- [Aim] Reproduce the records word for word, covering the stretch from their very first line through the line that contains "134 84 L 132", and nothing beyond it.
== Data extract ==
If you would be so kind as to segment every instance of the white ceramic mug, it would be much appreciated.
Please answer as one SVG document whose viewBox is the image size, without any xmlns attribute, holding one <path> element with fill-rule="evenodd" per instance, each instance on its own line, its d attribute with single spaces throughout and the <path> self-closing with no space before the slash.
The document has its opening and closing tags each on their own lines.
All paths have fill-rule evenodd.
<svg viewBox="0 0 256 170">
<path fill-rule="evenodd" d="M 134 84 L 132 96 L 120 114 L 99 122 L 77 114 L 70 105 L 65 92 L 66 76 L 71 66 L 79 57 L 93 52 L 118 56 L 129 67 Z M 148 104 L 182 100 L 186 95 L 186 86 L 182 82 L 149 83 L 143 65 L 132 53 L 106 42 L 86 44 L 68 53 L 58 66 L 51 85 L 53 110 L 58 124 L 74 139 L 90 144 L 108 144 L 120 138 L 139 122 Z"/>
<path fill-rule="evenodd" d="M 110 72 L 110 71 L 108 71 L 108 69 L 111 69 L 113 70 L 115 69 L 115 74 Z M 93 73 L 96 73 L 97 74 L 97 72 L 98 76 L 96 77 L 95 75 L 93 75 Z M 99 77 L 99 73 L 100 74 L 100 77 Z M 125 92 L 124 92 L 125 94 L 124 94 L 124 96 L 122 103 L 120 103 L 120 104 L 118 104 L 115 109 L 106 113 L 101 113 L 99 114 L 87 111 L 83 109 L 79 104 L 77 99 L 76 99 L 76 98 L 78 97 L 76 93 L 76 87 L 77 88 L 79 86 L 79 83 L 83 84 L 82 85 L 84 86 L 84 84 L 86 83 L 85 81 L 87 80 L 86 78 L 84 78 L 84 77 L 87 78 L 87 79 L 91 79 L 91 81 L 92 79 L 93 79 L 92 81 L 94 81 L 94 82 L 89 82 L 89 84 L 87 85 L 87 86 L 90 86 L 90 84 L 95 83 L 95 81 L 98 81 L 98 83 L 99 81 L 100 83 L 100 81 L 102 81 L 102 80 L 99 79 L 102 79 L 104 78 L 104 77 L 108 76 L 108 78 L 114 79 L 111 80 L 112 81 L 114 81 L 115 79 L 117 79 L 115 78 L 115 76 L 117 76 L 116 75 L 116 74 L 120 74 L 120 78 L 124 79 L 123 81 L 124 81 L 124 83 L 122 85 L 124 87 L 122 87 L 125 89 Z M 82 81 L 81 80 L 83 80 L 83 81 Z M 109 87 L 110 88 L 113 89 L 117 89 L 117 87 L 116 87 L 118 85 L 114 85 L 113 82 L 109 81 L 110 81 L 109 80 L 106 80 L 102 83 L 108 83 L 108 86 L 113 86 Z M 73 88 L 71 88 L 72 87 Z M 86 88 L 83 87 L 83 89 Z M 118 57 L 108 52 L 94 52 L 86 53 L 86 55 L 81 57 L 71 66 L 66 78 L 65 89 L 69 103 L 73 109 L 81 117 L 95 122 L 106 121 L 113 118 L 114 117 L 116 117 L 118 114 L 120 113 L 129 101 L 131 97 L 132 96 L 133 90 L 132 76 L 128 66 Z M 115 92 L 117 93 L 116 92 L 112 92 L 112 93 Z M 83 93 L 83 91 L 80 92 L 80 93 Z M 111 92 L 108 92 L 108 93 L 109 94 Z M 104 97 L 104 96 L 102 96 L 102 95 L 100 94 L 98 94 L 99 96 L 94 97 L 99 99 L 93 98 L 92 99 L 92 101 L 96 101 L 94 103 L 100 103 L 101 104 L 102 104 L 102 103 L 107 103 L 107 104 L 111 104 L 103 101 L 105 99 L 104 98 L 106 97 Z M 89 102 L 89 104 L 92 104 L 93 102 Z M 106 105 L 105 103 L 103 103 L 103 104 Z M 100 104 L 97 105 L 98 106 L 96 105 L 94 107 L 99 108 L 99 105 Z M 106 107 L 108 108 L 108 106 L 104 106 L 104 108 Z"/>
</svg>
===
- [Full answer]
If you would be so kind as to segment every instance of the white ceramic mug, it would be much appreciated.
Please answer as one SVG document whose viewBox is the image size, without any xmlns attribute, holding one <path> element with fill-rule="evenodd" per instance, each instance on its own line, its d attribute with single spaces throughout and the <path> self-closing with no space before the slash.
The document has its opening and closing tags each on their own lines.
All paths have fill-rule evenodd.
<svg viewBox="0 0 256 170">
<path fill-rule="evenodd" d="M 134 84 L 132 96 L 120 114 L 99 122 L 77 114 L 70 105 L 65 92 L 66 76 L 71 66 L 79 57 L 93 52 L 118 56 L 129 67 Z M 148 104 L 182 100 L 186 95 L 186 86 L 182 82 L 149 83 L 143 65 L 132 53 L 106 42 L 86 44 L 68 53 L 58 66 L 51 85 L 53 110 L 58 124 L 74 139 L 90 144 L 108 144 L 120 138 L 139 122 Z"/>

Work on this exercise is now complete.